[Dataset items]
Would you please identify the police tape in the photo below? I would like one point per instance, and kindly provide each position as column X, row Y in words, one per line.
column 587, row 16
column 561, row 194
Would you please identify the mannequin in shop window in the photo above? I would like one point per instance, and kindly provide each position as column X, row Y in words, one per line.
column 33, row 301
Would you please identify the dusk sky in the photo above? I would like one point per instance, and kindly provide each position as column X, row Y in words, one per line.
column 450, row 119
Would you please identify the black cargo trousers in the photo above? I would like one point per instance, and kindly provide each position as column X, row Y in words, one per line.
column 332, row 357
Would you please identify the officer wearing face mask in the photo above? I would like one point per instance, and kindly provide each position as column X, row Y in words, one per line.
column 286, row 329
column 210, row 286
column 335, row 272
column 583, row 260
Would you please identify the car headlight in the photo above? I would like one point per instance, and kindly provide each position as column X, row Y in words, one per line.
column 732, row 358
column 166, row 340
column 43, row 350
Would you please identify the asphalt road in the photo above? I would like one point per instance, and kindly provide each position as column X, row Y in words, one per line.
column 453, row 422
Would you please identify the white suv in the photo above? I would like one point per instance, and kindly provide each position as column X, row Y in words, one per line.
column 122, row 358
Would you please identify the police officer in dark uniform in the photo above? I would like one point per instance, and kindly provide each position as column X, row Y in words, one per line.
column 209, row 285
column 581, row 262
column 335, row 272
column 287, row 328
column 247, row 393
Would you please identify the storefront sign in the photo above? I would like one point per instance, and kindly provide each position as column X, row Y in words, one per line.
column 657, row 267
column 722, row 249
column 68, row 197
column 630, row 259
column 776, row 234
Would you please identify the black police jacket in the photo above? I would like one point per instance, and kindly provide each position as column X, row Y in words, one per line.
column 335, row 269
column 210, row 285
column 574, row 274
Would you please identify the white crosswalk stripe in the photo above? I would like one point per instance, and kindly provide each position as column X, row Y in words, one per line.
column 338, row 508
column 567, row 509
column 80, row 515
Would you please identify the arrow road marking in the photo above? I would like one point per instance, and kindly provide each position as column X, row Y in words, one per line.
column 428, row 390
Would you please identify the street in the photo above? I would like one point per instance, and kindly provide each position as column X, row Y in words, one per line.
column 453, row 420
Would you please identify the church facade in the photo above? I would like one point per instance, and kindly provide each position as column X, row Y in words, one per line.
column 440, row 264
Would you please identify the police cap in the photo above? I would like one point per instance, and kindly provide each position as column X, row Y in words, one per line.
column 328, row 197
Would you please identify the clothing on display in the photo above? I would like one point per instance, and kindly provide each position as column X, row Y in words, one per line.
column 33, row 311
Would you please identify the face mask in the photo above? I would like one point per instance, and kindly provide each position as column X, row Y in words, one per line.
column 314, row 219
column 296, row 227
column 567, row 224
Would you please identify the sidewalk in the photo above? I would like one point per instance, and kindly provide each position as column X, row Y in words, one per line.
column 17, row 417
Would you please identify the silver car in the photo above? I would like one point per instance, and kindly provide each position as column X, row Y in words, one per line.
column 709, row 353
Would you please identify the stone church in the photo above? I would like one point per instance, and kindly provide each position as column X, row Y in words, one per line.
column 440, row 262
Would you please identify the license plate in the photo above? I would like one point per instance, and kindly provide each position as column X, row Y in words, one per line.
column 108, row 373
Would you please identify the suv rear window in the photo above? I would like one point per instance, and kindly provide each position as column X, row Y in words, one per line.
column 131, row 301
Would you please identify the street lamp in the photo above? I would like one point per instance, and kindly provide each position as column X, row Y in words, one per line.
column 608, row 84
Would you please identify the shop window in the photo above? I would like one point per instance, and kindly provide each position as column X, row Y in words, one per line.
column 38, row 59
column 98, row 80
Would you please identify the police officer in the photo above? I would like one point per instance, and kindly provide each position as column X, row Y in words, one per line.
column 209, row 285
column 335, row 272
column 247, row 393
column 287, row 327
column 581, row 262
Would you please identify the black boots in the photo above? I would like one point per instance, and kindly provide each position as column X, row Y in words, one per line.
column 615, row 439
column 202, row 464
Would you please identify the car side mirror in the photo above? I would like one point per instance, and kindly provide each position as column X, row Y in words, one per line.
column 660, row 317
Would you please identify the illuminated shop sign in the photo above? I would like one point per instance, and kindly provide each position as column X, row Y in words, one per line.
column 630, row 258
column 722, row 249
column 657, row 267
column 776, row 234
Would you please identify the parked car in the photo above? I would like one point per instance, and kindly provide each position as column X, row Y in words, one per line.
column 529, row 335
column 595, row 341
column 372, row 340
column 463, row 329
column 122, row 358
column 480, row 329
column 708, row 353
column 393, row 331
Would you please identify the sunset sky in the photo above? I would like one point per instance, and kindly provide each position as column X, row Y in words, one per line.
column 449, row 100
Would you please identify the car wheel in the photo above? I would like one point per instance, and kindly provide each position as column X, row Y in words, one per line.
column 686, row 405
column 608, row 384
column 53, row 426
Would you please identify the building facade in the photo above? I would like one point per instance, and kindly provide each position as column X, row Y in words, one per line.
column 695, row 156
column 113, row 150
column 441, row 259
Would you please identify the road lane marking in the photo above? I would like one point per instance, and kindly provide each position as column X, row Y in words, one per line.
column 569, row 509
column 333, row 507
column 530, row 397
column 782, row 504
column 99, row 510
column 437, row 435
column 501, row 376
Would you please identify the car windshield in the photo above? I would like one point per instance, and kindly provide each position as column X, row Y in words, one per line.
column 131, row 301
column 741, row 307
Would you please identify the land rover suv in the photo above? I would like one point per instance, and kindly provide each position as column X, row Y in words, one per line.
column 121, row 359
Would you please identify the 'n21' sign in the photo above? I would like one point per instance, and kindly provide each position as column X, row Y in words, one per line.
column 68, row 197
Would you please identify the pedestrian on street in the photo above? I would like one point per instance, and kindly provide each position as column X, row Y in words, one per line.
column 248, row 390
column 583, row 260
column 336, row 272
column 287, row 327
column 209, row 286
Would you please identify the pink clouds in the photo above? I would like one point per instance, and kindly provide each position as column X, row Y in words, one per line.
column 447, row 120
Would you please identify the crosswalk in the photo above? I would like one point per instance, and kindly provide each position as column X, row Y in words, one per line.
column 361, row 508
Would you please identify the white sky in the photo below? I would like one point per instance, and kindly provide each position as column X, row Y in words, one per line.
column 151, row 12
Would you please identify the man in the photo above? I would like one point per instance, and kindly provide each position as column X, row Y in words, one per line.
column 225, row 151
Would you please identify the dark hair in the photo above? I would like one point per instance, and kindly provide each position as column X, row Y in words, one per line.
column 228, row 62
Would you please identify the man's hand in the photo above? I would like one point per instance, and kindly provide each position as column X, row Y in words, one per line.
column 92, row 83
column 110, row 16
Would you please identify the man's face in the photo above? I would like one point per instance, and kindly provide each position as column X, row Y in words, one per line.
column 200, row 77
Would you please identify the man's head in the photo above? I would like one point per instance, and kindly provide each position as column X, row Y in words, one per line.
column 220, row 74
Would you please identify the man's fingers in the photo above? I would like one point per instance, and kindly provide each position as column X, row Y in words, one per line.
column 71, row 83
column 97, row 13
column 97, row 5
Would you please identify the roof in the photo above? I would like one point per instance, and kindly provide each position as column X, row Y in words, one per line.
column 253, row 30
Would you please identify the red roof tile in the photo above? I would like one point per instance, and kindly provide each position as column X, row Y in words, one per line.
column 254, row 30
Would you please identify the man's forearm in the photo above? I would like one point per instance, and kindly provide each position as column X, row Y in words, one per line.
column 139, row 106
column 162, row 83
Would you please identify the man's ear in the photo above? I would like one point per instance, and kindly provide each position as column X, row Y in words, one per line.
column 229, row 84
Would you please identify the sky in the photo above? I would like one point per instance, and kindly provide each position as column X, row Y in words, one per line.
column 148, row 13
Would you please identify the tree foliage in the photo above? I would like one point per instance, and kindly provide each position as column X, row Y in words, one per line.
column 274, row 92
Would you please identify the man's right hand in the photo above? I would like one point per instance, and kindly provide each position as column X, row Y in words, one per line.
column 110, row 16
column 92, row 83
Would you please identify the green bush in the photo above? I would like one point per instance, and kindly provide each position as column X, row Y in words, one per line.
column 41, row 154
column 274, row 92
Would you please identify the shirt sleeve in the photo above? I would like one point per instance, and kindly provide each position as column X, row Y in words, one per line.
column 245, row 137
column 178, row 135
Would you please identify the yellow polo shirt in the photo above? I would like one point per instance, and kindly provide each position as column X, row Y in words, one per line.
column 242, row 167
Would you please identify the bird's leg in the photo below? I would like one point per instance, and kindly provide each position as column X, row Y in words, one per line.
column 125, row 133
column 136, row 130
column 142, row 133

**ACTIVITY**
All lines from the line holding "Would you please identify the green" through the end of the records above need to be transcribed exactly, and no other text should appear.

**EXERCISE ANSWER**
Would you please identify the green bush in the photo above? I would like one point per instance, and kindly provide each position as column X, row Y in words, one per line.
column 41, row 154
column 274, row 92
Would you please identify the shirt sleeve in the photo above? I would like one point per instance, and kindly provide each position as column X, row Y in words, one per line.
column 245, row 137
column 178, row 135
Would you please identify the yellow polo shirt in the photo above? I would like one point per instance, and kindly provide each position as column X, row Y in words, one per line.
column 242, row 167
Would you please identify the bird's leg in the photo below? I would like one point per instance, and kindly provide each position as column X, row Y in words, one per line.
column 125, row 133
column 136, row 130
column 142, row 133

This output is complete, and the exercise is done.